> [WHAT TO PRODUCE] Could you retype all of the data below exactly as given?

[[ MATERIAL FOR THE TASK open ]]

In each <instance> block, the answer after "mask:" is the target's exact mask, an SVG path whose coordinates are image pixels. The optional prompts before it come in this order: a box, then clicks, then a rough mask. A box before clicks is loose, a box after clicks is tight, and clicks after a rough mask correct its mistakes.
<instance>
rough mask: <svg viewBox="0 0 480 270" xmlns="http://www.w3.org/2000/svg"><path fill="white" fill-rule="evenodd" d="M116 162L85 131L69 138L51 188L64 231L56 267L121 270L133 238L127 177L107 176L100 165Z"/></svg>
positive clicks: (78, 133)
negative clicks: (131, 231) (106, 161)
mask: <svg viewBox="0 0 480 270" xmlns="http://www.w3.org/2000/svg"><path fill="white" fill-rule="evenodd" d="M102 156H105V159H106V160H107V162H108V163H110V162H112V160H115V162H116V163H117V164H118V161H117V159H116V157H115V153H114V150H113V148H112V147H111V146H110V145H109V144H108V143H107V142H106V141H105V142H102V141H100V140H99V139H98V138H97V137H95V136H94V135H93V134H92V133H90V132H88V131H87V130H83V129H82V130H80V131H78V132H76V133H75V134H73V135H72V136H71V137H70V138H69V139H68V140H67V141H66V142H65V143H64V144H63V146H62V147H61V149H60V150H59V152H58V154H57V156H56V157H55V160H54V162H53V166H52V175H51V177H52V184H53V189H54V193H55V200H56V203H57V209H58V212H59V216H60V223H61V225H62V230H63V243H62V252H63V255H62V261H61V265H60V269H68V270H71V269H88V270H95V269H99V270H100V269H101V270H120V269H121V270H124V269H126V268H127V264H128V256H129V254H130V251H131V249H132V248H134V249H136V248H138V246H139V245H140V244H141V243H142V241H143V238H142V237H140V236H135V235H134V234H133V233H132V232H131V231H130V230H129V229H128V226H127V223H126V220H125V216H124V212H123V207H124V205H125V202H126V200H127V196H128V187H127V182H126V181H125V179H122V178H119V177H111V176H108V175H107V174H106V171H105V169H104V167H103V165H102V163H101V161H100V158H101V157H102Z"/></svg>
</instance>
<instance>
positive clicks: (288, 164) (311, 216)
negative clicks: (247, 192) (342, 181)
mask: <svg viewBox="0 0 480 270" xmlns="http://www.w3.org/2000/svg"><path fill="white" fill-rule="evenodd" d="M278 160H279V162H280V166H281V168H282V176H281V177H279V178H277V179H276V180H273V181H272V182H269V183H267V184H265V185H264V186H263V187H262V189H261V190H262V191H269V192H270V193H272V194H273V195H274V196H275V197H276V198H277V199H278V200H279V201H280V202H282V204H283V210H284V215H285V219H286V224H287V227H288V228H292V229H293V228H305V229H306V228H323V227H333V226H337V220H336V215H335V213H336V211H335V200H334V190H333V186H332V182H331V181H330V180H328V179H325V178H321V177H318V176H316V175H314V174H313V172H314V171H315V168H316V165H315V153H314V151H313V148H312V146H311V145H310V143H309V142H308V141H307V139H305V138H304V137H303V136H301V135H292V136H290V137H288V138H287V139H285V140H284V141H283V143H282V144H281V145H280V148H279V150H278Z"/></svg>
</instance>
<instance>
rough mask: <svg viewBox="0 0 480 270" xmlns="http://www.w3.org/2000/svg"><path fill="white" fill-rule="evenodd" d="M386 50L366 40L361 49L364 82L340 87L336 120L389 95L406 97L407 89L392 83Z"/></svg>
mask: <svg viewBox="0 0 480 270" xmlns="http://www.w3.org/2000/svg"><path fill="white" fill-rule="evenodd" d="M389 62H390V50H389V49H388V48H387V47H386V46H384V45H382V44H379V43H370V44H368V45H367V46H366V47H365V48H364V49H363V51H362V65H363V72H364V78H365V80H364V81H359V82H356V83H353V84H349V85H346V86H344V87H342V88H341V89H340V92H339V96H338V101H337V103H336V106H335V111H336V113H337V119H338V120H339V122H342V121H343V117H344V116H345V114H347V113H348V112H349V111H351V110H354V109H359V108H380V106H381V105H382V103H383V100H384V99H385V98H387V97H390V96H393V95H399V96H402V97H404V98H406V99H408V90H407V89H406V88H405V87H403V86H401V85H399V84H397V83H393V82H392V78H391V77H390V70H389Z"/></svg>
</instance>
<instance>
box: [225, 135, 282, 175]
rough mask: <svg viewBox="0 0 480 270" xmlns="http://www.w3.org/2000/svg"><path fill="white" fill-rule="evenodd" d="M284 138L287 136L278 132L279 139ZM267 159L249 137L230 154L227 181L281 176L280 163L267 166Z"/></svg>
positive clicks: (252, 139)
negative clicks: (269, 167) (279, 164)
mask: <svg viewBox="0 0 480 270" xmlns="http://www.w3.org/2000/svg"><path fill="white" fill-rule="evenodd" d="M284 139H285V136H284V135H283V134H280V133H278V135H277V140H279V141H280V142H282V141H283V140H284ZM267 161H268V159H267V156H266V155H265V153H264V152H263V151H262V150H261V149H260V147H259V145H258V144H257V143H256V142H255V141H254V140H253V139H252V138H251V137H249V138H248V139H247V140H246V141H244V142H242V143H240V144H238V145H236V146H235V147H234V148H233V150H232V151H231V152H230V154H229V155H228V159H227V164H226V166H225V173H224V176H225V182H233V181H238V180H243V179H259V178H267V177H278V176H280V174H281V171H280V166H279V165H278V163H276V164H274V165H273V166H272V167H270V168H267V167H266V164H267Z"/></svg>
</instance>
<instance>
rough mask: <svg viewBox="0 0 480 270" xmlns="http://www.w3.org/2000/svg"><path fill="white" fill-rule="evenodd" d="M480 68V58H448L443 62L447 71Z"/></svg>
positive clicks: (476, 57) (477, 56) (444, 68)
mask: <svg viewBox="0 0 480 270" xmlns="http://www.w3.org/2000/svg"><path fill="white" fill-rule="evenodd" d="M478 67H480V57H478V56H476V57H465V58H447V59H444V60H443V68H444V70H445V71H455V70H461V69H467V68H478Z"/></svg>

[[ MATERIAL FOR THE TASK closed ]]

> [OUTPUT OF THE TASK]
In each <instance> block, the answer after "mask:" is the target's exact mask, an SVG path whose coordinates are image pixels. The optional prompts before it come in this order: a box, then clicks, then a rough mask. A box before clicks is loose, a box after clicks is tight, and clicks after a rough mask correct its mistakes.
<instance>
rough mask: <svg viewBox="0 0 480 270" xmlns="http://www.w3.org/2000/svg"><path fill="white" fill-rule="evenodd" d="M116 162L85 131L69 138L51 188L64 231L56 267L121 270L133 238L127 177L107 176L100 165Z"/></svg>
positive clicks: (78, 133)
negative clicks: (131, 231) (106, 161)
mask: <svg viewBox="0 0 480 270" xmlns="http://www.w3.org/2000/svg"><path fill="white" fill-rule="evenodd" d="M102 156H105V159H106V160H107V162H108V163H110V162H112V160H115V162H116V163H117V164H118V161H117V159H116V157H115V153H114V150H113V148H112V147H111V146H110V145H109V144H108V143H107V142H106V141H105V142H102V141H100V140H99V139H98V138H97V137H95V136H94V135H93V134H92V133H90V132H88V131H87V130H83V129H82V130H80V131H78V132H76V133H75V134H73V135H72V136H71V137H70V138H69V139H68V140H67V141H66V142H65V143H64V144H63V146H62V147H61V149H60V150H59V152H58V154H57V156H56V157H55V160H54V162H53V166H52V175H51V177H52V184H53V189H54V193H55V200H56V203H57V209H58V212H59V216H60V223H61V225H62V230H63V243H62V252H63V255H62V261H61V265H60V269H68V270H71V269H88V270H95V269H99V270H100V269H101V270H120V269H121V270H124V269H126V268H127V264H128V256H129V254H130V251H131V249H132V248H134V249H136V248H138V246H139V245H140V244H141V243H142V241H143V238H142V237H140V236H135V235H134V234H133V233H132V232H131V231H130V230H129V229H128V226H127V223H126V220H125V216H124V212H123V207H124V205H125V202H126V200H127V196H128V187H127V182H126V181H125V179H122V178H119V177H111V176H108V175H107V174H106V171H105V169H104V167H103V165H102V163H101V161H100V158H101V157H102Z"/></svg>
</instance>
<instance>
positive clicks: (288, 164) (311, 216)
negative clicks: (247, 192) (342, 181)
mask: <svg viewBox="0 0 480 270" xmlns="http://www.w3.org/2000/svg"><path fill="white" fill-rule="evenodd" d="M278 160H279V162H280V166H281V168H282V176H281V177H279V178H277V179H276V180H273V181H272V182H269V183H267V184H265V185H264V186H263V187H262V189H261V190H262V191H269V192H270V193H272V194H273V195H274V196H275V197H276V198H277V199H278V200H279V201H280V202H282V204H283V210H284V215H285V219H286V224H287V227H288V228H292V229H293V228H305V229H306V228H323V227H333V226H337V220H336V215H335V213H336V211H335V200H334V190H333V186H332V182H331V181H330V180H328V179H325V178H321V177H318V176H316V175H314V174H313V172H314V171H315V168H316V165H315V153H314V151H313V148H312V146H311V145H310V143H309V142H308V141H307V139H305V138H304V137H303V136H301V135H292V136H290V137H288V138H287V139H285V140H284V141H283V143H282V144H281V145H280V148H279V150H278Z"/></svg>
</instance>
<instance>
rough mask: <svg viewBox="0 0 480 270" xmlns="http://www.w3.org/2000/svg"><path fill="white" fill-rule="evenodd" d="M386 50L366 40L361 49L364 82L340 87L336 120L389 95L406 97L407 89L392 83Z"/></svg>
mask: <svg viewBox="0 0 480 270" xmlns="http://www.w3.org/2000/svg"><path fill="white" fill-rule="evenodd" d="M389 62H390V50H389V49H388V48H387V47H386V46H384V45H382V44H379V43H370V44H368V45H367V46H366V47H365V48H364V49H363V51H362V65H363V72H364V78H365V80H364V81H359V82H356V83H353V84H349V85H346V86H344V87H342V88H341V89H340V92H339V96H338V101H337V103H336V106H335V111H336V113H337V119H338V120H339V122H342V121H343V117H344V116H345V114H347V113H348V112H349V111H351V110H354V109H359V108H380V106H381V105H382V103H383V100H384V99H385V98H387V97H390V96H393V95H399V96H402V97H404V98H406V99H408V90H407V89H406V88H405V87H403V86H401V85H399V84H397V83H393V82H392V78H391V77H390V70H389Z"/></svg>
</instance>
<instance>
box: [225, 135, 282, 175]
rough mask: <svg viewBox="0 0 480 270" xmlns="http://www.w3.org/2000/svg"><path fill="white" fill-rule="evenodd" d="M284 138L287 136L278 132L279 139ZM267 159L249 137L230 154L227 181L281 176L280 163L267 166Z"/></svg>
positive clicks: (252, 139)
negative clicks: (269, 167) (279, 164)
mask: <svg viewBox="0 0 480 270" xmlns="http://www.w3.org/2000/svg"><path fill="white" fill-rule="evenodd" d="M284 139H285V136H284V135H283V134H280V133H278V135H277V140H279V141H280V142H282V141H283V140H284ZM267 161H268V159H267V156H266V155H265V153H264V152H263V151H262V150H261V149H260V147H259V145H258V144H257V143H256V142H255V141H254V140H253V139H252V138H251V137H249V138H248V139H247V140H246V141H244V142H242V143H240V144H238V145H236V146H235V147H234V148H233V150H232V151H231V152H230V154H229V155H228V159H227V164H226V166H225V173H224V176H225V182H233V181H238V180H243V179H259V178H267V177H278V176H280V174H281V171H280V166H279V165H278V163H276V164H274V165H273V166H272V167H270V168H267V167H266V164H267Z"/></svg>
</instance>
<instance>
rough mask: <svg viewBox="0 0 480 270" xmlns="http://www.w3.org/2000/svg"><path fill="white" fill-rule="evenodd" d="M480 68V58H448L443 62L447 71Z"/></svg>
positive clicks: (476, 57) (477, 56) (444, 68)
mask: <svg viewBox="0 0 480 270" xmlns="http://www.w3.org/2000/svg"><path fill="white" fill-rule="evenodd" d="M478 67H480V57H478V56H476V57H465V58H447V59H444V60H443V68H444V70H445V71H455V70H461V69H467V68H478Z"/></svg>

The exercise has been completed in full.